> DATA TO EXAMINE
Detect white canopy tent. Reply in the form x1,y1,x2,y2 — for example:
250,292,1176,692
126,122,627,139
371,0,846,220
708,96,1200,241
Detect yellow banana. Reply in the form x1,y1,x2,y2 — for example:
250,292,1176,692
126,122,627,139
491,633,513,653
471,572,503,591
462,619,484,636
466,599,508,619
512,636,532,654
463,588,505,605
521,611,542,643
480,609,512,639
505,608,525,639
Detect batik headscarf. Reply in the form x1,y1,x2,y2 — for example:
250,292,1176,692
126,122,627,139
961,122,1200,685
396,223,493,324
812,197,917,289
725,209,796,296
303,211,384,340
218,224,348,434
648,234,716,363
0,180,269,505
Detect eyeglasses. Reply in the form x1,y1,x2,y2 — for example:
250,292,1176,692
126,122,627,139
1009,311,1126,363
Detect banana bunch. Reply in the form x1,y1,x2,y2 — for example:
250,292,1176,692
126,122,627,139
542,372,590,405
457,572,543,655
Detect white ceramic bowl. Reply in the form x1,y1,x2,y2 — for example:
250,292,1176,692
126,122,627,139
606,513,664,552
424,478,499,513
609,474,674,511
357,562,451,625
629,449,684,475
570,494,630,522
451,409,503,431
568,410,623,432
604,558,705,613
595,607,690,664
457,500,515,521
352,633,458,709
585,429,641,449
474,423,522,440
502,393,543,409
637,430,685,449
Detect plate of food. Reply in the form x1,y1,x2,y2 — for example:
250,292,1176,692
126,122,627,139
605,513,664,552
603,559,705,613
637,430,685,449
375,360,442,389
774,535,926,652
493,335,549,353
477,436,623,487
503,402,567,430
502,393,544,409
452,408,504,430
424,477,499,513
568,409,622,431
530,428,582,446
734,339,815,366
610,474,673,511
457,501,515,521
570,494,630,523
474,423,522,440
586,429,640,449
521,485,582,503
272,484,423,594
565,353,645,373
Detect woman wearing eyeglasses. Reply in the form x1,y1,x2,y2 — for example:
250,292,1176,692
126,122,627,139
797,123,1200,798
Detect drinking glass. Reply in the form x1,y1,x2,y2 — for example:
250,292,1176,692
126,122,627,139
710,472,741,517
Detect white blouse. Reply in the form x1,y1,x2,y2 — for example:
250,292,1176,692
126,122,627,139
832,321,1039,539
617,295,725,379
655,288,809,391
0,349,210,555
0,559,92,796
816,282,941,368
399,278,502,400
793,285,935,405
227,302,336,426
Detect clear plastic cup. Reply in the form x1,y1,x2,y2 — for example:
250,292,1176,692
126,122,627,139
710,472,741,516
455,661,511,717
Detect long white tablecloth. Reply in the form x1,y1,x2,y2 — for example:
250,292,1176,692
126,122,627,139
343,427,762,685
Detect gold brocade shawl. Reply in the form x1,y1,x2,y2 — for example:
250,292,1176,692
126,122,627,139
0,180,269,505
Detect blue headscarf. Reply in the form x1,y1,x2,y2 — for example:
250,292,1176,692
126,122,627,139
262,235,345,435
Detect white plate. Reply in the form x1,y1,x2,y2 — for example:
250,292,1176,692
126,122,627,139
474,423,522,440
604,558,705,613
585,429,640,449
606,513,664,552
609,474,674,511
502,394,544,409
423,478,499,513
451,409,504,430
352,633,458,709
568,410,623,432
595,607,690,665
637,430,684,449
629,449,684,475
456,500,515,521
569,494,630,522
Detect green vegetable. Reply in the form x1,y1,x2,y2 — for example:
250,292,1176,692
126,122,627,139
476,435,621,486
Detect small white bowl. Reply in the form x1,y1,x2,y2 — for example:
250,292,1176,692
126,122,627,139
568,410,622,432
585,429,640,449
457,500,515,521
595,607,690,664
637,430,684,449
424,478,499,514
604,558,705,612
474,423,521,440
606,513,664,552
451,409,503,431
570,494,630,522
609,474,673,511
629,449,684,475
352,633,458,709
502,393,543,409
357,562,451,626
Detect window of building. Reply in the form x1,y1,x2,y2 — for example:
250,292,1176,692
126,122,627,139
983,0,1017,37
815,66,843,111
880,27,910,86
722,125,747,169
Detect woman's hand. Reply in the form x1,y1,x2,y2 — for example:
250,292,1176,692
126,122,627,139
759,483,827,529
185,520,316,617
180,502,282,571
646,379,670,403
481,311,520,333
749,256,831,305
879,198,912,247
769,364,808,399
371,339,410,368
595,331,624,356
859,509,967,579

> EXERCISE PROMPT
From the listing above, pick out each line where the word "banana" appears.

> EXERCISE ANSWER
Detect yellow banana. Reply in the form x1,y1,x2,y2 — for example:
Detect banana bunch. Reply in the form x1,y1,x2,y2 — for example:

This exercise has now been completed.